Work required:
Please list every line of the material below that contains the word "hand".

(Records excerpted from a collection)
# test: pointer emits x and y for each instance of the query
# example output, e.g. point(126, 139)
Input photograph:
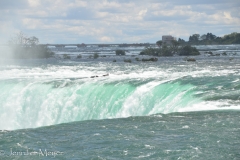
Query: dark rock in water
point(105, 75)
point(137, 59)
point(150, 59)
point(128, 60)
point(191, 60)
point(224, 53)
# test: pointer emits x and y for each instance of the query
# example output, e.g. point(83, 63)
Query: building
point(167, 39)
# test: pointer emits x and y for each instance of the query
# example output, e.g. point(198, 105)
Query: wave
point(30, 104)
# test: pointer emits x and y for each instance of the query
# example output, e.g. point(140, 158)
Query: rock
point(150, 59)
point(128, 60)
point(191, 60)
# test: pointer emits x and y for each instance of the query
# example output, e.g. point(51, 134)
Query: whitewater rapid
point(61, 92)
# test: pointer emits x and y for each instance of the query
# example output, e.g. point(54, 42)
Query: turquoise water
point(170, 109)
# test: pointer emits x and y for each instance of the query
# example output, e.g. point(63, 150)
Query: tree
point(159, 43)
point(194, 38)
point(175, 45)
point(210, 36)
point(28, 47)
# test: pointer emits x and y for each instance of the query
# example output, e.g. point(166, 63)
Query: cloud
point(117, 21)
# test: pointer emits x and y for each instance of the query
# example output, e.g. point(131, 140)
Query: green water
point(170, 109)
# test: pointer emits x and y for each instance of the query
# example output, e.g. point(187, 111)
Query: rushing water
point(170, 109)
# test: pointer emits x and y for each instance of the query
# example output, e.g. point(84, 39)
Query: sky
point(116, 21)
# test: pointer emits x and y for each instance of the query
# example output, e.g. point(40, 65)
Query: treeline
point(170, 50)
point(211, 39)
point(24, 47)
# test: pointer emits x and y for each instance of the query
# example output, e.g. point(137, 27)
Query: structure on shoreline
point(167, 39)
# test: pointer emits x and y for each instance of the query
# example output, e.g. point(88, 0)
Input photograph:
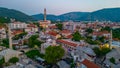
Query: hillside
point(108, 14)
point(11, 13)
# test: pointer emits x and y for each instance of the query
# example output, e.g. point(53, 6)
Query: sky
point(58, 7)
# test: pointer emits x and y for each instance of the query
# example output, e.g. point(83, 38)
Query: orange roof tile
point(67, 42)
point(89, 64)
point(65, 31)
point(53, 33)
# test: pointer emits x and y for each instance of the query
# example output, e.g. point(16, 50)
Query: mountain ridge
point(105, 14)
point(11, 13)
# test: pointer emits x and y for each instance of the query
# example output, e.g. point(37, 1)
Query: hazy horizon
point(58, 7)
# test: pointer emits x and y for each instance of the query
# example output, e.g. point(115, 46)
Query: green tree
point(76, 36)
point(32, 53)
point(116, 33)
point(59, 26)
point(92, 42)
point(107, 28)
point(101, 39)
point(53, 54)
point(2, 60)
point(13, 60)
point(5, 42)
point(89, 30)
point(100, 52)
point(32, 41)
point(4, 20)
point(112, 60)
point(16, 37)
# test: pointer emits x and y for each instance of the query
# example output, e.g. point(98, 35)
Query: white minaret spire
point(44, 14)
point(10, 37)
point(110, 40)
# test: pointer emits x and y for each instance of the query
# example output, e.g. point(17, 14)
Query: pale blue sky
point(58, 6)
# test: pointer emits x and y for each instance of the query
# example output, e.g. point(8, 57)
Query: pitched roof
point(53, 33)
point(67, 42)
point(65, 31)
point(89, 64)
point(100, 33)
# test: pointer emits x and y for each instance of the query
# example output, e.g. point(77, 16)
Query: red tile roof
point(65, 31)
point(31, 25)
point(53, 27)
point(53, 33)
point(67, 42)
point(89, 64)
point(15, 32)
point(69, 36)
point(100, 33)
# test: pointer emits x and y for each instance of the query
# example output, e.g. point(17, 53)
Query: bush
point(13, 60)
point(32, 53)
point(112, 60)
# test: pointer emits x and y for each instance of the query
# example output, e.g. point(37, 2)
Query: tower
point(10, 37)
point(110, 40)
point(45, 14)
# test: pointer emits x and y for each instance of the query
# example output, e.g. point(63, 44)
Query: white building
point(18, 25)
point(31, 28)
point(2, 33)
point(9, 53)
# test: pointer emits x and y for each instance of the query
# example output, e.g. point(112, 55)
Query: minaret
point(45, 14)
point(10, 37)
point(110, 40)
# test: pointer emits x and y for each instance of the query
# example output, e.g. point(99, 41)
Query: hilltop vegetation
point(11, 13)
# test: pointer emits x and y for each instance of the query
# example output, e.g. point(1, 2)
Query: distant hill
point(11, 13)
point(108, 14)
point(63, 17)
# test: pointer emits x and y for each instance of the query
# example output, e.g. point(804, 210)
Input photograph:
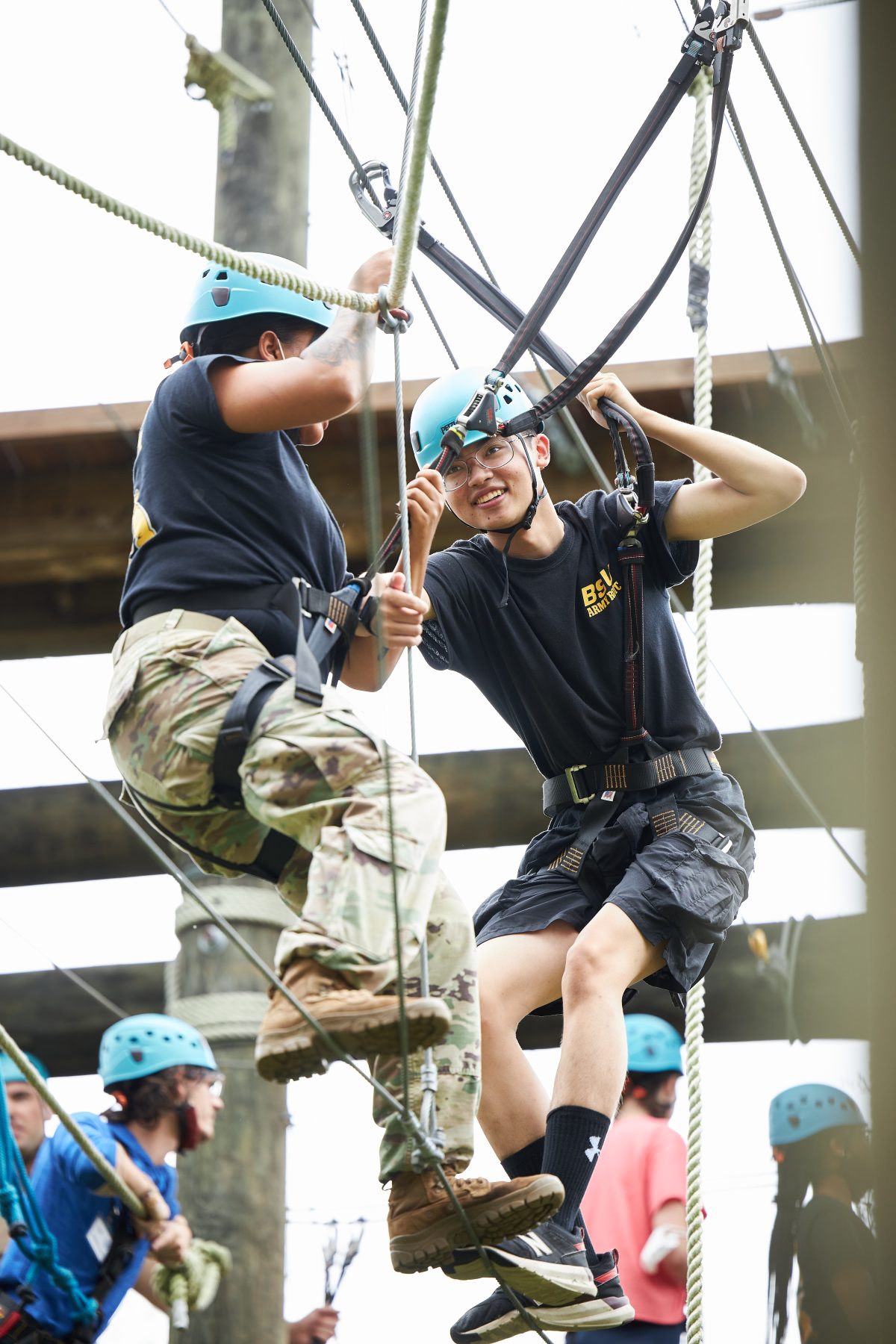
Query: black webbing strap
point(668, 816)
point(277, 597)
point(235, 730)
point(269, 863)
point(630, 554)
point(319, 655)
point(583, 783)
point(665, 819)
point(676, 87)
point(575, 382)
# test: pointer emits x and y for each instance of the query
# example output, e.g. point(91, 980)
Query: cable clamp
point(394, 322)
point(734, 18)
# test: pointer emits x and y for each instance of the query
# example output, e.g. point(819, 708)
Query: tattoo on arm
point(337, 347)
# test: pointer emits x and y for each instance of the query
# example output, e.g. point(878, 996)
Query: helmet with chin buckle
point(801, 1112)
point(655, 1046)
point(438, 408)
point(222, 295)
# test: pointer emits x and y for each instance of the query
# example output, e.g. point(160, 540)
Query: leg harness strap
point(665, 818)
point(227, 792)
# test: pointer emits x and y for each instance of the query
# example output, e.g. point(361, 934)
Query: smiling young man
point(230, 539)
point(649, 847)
...
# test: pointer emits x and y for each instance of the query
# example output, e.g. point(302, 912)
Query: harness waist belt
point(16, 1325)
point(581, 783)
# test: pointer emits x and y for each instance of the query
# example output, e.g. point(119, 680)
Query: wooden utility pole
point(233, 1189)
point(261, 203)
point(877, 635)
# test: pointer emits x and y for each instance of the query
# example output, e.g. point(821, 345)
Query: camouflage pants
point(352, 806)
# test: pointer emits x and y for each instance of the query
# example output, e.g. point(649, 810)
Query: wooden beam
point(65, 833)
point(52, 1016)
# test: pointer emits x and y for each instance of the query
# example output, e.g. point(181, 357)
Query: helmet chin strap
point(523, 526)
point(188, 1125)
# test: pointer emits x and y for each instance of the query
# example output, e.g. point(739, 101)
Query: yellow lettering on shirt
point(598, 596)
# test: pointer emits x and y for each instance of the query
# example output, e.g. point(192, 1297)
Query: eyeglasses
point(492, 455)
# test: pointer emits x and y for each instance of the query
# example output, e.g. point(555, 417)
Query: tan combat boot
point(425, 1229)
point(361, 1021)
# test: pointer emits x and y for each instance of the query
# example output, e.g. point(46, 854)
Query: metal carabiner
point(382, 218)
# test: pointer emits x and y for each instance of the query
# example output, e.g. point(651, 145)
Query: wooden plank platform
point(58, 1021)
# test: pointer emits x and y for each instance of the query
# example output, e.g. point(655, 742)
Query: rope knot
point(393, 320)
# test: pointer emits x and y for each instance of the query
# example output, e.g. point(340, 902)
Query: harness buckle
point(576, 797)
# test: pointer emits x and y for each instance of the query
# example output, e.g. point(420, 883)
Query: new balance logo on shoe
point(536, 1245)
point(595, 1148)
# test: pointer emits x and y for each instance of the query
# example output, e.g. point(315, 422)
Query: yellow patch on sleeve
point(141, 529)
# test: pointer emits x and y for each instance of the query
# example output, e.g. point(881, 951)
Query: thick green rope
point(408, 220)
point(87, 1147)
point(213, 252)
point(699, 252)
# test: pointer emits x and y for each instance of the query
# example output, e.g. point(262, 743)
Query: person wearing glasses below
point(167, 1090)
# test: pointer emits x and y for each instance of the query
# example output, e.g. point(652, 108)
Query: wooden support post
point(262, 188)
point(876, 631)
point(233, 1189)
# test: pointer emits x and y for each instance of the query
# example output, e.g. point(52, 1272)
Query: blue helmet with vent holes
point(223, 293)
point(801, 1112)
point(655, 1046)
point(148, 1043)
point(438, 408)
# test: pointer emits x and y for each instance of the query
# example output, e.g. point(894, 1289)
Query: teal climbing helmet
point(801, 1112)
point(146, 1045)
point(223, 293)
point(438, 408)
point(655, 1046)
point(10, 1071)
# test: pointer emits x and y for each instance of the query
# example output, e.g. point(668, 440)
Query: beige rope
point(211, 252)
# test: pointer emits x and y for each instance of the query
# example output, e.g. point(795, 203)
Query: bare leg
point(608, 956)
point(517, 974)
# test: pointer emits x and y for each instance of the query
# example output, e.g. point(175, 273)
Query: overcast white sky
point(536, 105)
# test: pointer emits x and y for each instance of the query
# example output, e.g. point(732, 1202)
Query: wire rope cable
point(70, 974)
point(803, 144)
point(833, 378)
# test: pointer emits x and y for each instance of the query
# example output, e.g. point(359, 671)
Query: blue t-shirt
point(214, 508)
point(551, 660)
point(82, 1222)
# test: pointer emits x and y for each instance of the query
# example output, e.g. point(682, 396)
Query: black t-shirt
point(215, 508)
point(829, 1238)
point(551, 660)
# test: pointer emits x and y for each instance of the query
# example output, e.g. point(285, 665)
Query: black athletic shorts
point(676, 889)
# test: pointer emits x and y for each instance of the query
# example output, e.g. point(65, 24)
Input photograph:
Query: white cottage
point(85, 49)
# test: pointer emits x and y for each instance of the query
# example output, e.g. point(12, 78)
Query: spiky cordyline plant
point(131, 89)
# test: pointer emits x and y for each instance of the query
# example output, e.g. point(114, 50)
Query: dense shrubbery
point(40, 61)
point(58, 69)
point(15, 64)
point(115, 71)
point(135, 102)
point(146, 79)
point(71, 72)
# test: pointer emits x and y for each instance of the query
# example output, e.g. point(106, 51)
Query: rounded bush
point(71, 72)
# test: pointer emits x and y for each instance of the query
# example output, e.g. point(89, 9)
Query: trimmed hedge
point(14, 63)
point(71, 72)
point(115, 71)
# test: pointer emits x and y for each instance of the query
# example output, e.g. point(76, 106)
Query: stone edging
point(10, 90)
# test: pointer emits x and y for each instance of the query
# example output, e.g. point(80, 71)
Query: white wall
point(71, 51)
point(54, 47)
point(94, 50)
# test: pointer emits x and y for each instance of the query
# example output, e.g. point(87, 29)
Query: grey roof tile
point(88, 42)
* * *
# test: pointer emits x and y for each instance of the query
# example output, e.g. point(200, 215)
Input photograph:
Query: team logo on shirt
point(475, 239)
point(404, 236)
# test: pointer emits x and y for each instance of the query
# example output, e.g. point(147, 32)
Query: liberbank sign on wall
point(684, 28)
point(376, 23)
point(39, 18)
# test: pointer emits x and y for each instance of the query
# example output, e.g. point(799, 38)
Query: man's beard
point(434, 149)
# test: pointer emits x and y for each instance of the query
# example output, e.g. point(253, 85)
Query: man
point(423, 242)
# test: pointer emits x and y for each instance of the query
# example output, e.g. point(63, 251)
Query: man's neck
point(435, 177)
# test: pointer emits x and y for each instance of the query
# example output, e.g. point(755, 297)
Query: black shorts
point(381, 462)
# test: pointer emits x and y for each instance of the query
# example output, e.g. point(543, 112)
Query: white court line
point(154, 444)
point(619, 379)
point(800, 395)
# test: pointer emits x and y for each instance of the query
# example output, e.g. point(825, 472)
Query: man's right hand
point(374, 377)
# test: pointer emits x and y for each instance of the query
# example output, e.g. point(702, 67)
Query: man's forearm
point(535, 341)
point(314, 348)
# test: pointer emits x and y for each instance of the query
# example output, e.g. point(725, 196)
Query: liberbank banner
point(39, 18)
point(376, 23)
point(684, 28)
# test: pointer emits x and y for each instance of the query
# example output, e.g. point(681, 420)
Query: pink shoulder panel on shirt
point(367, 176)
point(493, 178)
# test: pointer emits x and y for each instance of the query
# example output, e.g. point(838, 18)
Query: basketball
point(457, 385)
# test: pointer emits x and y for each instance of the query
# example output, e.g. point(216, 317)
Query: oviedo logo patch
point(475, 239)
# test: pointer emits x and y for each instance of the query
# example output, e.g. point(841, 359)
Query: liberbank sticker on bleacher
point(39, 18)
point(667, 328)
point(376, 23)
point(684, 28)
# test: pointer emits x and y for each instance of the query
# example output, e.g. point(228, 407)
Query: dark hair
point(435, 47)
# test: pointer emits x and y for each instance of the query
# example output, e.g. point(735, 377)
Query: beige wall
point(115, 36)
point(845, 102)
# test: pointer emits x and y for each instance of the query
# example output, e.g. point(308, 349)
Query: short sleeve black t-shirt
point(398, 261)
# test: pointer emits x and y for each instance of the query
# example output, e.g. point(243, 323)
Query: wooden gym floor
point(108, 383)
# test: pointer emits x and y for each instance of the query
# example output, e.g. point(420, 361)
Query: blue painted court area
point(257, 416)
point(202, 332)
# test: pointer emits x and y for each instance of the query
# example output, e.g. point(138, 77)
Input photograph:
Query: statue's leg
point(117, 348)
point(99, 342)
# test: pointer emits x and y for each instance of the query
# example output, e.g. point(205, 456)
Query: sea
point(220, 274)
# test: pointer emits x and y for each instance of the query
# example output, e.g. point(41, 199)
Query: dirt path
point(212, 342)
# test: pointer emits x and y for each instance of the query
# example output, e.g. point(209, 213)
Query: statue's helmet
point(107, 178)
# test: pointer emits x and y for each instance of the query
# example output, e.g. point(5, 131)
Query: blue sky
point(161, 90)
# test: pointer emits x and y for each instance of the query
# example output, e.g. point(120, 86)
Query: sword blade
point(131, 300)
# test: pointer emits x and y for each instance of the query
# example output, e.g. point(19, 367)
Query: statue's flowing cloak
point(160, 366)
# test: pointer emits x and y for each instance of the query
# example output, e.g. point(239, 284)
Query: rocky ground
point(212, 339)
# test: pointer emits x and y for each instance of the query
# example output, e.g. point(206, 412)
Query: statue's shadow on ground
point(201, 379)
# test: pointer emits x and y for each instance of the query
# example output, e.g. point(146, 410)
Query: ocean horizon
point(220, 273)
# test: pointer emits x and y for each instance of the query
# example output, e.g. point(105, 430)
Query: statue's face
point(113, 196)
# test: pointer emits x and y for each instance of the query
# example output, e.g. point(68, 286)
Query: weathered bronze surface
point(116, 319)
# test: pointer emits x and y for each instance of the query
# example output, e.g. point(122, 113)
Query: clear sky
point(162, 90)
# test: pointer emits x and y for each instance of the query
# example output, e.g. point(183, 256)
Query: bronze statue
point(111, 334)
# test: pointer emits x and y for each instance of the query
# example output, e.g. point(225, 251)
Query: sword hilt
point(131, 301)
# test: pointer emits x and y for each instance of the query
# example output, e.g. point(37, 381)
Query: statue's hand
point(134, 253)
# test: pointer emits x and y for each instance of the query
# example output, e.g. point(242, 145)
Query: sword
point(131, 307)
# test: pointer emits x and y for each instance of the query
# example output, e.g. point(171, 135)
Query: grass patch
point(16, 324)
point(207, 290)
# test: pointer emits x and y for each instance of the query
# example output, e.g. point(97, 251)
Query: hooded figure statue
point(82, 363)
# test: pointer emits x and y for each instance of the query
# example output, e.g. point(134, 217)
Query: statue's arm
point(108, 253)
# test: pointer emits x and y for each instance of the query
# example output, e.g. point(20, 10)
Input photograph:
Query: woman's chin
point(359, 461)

Reply to the exercise:
Query: man's right hand
Query: statue's hand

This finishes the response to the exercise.